» Written request
Copy out each line of the data below that contains the word "floor".

» Available data
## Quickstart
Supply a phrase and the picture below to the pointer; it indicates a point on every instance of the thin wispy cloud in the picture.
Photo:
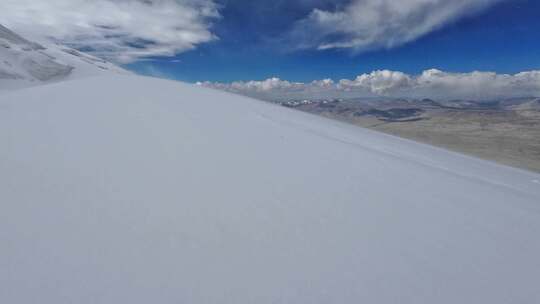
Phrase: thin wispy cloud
(119, 30)
(432, 83)
(375, 24)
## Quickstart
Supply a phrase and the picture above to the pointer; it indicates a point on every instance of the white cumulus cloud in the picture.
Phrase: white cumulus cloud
(374, 24)
(432, 83)
(119, 30)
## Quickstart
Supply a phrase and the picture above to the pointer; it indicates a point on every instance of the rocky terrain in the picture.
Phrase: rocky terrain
(506, 131)
(25, 63)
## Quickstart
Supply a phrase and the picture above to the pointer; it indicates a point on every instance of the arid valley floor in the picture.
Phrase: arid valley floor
(506, 131)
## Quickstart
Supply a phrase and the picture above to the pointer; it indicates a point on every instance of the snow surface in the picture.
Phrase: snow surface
(124, 189)
(24, 63)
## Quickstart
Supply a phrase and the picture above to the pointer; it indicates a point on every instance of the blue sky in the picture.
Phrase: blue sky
(503, 38)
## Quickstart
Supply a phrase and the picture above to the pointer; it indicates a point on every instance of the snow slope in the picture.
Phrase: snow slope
(24, 63)
(124, 189)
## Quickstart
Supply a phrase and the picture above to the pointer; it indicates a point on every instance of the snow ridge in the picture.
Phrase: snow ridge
(24, 63)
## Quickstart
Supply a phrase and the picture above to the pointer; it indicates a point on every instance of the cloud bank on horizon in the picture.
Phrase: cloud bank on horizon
(118, 30)
(128, 30)
(432, 83)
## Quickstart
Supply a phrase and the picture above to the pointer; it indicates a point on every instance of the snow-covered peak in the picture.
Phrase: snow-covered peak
(24, 63)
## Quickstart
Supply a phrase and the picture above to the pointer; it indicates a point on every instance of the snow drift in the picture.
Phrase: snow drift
(123, 189)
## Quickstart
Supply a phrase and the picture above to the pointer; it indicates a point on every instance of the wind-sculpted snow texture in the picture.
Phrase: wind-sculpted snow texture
(123, 189)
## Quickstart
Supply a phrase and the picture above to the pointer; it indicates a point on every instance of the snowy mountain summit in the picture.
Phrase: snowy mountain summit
(128, 189)
(25, 63)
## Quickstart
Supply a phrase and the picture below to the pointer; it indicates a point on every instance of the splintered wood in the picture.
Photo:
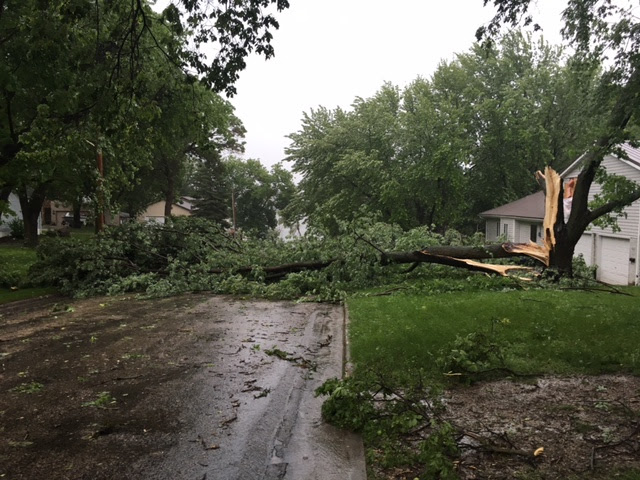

» Solution for this exercise
Supply a phrase and the picture above to the pointer; it indicates a point on every instance of the arid valley floor in the picture.
Phrase: arid valley floor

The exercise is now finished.